- [SET TASK] Please transcribe the data below exactly. Leave the pictures out.

- [LISTED RECORDS]

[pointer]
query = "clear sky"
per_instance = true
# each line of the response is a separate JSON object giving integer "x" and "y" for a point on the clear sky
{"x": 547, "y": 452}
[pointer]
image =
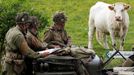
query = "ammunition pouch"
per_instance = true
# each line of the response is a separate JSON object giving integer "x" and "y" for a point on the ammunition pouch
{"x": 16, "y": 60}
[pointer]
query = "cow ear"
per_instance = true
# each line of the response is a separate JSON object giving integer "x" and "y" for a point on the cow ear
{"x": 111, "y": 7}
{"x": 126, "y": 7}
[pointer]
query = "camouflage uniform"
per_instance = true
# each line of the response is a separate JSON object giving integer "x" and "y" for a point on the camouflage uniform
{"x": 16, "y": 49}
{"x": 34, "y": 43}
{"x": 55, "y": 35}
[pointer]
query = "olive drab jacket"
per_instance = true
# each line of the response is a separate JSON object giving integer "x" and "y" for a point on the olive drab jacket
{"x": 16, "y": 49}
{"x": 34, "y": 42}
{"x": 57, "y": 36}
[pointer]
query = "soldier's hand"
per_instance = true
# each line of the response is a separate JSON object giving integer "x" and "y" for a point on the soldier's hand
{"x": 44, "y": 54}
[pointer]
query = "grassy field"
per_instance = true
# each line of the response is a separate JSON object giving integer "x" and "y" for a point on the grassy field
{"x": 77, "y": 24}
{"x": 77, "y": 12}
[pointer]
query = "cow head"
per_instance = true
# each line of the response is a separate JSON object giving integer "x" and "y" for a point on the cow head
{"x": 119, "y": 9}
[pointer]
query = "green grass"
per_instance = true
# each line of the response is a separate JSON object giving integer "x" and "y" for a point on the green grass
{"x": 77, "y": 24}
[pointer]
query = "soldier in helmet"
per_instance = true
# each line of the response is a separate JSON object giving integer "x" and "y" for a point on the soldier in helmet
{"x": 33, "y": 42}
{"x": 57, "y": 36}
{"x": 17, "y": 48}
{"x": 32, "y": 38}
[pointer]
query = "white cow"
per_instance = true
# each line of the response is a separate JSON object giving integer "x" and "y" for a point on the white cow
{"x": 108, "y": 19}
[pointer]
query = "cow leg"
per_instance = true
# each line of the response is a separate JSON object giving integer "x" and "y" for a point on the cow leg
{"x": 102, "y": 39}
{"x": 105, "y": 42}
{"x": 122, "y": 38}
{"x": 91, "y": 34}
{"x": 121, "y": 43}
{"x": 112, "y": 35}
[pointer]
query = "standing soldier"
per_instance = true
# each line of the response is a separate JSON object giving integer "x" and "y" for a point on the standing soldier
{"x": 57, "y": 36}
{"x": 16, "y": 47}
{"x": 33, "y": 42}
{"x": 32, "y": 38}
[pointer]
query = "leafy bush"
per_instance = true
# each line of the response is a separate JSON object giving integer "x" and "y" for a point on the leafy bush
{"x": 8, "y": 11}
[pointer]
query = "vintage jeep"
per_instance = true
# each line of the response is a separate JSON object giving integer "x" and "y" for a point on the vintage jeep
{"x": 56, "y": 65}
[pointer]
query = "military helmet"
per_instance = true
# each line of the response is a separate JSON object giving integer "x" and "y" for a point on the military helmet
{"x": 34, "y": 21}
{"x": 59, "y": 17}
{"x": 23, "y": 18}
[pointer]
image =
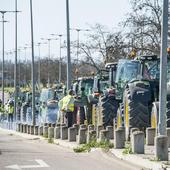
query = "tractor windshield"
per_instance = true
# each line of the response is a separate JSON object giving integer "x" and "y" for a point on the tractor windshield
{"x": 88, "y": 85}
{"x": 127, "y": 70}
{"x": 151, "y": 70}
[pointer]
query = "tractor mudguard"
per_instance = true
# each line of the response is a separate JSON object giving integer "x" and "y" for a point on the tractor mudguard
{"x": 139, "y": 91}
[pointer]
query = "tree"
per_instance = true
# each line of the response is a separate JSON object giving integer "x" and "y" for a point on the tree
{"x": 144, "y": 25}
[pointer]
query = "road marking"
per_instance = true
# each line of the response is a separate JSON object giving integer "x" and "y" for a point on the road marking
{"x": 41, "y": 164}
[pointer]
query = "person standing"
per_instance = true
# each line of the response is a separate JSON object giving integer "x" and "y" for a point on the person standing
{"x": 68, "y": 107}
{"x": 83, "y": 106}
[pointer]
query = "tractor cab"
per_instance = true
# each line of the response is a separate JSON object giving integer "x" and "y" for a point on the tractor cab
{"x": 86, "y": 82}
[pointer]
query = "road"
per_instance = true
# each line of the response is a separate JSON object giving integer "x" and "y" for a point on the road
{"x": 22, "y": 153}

- [WRITTEN SOLUTION]
[pointer]
query = "clear sky"
per_instance = true
# each line of the response is a separate JSON object giving integer "x" and "y" for a point on the clear sky
{"x": 547, "y": 452}
[pointer]
image =
query = "ammunition pouch"
per_instance = true
# each line of the response is a separate JSON object giving integer "x" and "y" for a point on the ammunition pouch
{"x": 16, "y": 60}
[pointer]
query = "cow ear"
per_instance = true
# each line of the response is a separate JSON object giving integer "x" and "y" for a point on the cow ear
{"x": 111, "y": 7}
{"x": 126, "y": 7}
[pointer]
query = "camouflage uniform"
per_instance = true
# each line of the response is a separate JSON object giving integer "x" and "y" for a point on the camouflage uniform
{"x": 16, "y": 49}
{"x": 34, "y": 43}
{"x": 55, "y": 35}
[pointer]
query = "olive drab jacket"
per_instance = true
# each line of the response is a separate JSON object giving integer "x" and "y" for a point on the olive drab jacket
{"x": 16, "y": 49}
{"x": 34, "y": 42}
{"x": 57, "y": 36}
[pointer]
query = "soldier's hand"
per_instance = true
# each line of the response is a separate JSON object giving integer "x" and "y" for a point on the soldier's hand
{"x": 44, "y": 54}
[pointer]
query = "grassy field"
per_instance = true
# each line of the response is a separate JSON object giving integer "x" and "y" for a point on the grassy field
{"x": 77, "y": 24}
{"x": 77, "y": 12}
[pointer]
query = "cow head"
per_instance = true
# each line of the response is a separate JSON object giving integer "x" and "y" for a point on the cow head
{"x": 119, "y": 9}
[pointer]
query = "green grass"
per_instance = true
# each line of the response is a separate JSON object giving integer "x" and "y" for a point on the green grass
{"x": 77, "y": 24}
[pointer]
query = "soldier in helmet"
per_instance = true
# each line of the response is a separate JSON object giving integer "x" and "y" for a point on the soldier in helmet
{"x": 33, "y": 42}
{"x": 57, "y": 36}
{"x": 17, "y": 48}
{"x": 32, "y": 38}
[pointer]
query = "white cow"
per_instance = true
# each line of the response is a separate JSON object giving integer "x" and "y" for a point on the white cow
{"x": 108, "y": 19}
[pointer]
query = "cow leg"
per_instance = true
# each line of the response is a separate JSON object giving integer "x" and "y" for a point on the cow leg
{"x": 102, "y": 39}
{"x": 105, "y": 42}
{"x": 122, "y": 38}
{"x": 91, "y": 34}
{"x": 121, "y": 43}
{"x": 112, "y": 35}
[pointer]
query = "standing soldier"
per_instance = true
# each line of the response is a separate JSON object giving integer "x" and "y" for a point on the standing soldier
{"x": 57, "y": 36}
{"x": 16, "y": 47}
{"x": 33, "y": 42}
{"x": 32, "y": 38}
[pointer]
query = "leafy bush"
per_instance = true
# each line of the response is a separate JSON object giving integer "x" and "y" for a point on the leafy bush
{"x": 8, "y": 11}
[pointer]
query = "vintage jeep"
per_instance = true
# each line of the response is a separate JSON object giving integer "x" and "y" for a point on the vintage jeep
{"x": 56, "y": 65}
[pointer]
query = "military helmet"
per_instance = true
# each line of the response is a separate JSON object giving integer "x" and "y" for a point on the military helmet
{"x": 34, "y": 21}
{"x": 59, "y": 17}
{"x": 23, "y": 18}
[pointer]
image =
query = "tractor windshield"
per_instance = true
# each line of the response is a separate JSON object giving integer "x" and "y" for a point on the tractor windshield
{"x": 88, "y": 85}
{"x": 127, "y": 70}
{"x": 151, "y": 70}
[pointer]
query = "tractor mudguard"
per_instance = true
# each line of the response is a separate JSON object giving integer "x" and "y" for a point on the tractor mudguard
{"x": 139, "y": 91}
[pointer]
query = "tree"
per_instance = true
# each line of the response is a separate JSON object giving integer "x" and "y" for a point on the tree
{"x": 144, "y": 25}
[pointer]
query = "road marking"
per_instance = true
# each line of the response is a separate JSON object giving integer "x" and "y" for a point on the road marking
{"x": 41, "y": 164}
[pointer]
query = "person standing"
per_instance = true
# each line of the response is a separate JSON object giving integer "x" and "y" for a point on the person standing
{"x": 68, "y": 107}
{"x": 83, "y": 106}
[pointer]
query = "tractor cab"
per_instance = true
# each line of the response is a separate JSON object giving integer "x" and "y" for a point on the tractor cab
{"x": 86, "y": 82}
[pointer]
query = "road"
per_instance = true
# each line of the response is a separate JSON object giving integer "x" and "y" for a point on the road
{"x": 22, "y": 153}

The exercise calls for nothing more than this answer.